• Task directions: Put every line of the rows below into a JSON list of strings, one string per line, leaving out blank lines and the pictures.

• Dataset entries:
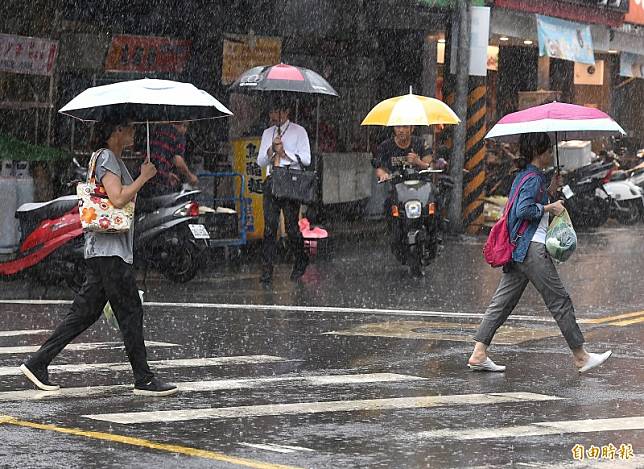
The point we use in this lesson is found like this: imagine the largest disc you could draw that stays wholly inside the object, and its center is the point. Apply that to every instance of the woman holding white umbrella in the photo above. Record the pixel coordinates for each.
(110, 275)
(109, 256)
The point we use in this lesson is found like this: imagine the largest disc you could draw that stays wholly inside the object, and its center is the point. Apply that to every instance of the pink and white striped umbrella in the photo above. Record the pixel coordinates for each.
(560, 120)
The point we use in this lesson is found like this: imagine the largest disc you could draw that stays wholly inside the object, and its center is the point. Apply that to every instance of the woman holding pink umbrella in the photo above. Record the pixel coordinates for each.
(527, 223)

• Written solution:
[
  "The point we use in this lesson is found like this: imagine the largest disc you could draw that stays wholly inside the object, and its center is the point. Apply that to every instance of the woman holding white umbrella in the photo above. Record the pixel coordinates for each.",
  "(110, 275)",
  "(109, 256)",
  "The point we use in this lesson is found like this: imagine the largest disc you could draw that stays wholly inside the object, and its center is the point. Apply that to every instance of the pink and white striped umbrella in the photo above. Record the pixel coordinates for each.",
  "(560, 120)",
  "The point we use in this lesson is found like this: imagine the largest disc you could draw that stays wholly inside the object, and its center is the point. Apply that to every instance of the woman holding pink umbrella in the photo above. Record the pixel coordinates for each.",
  "(527, 223)"
]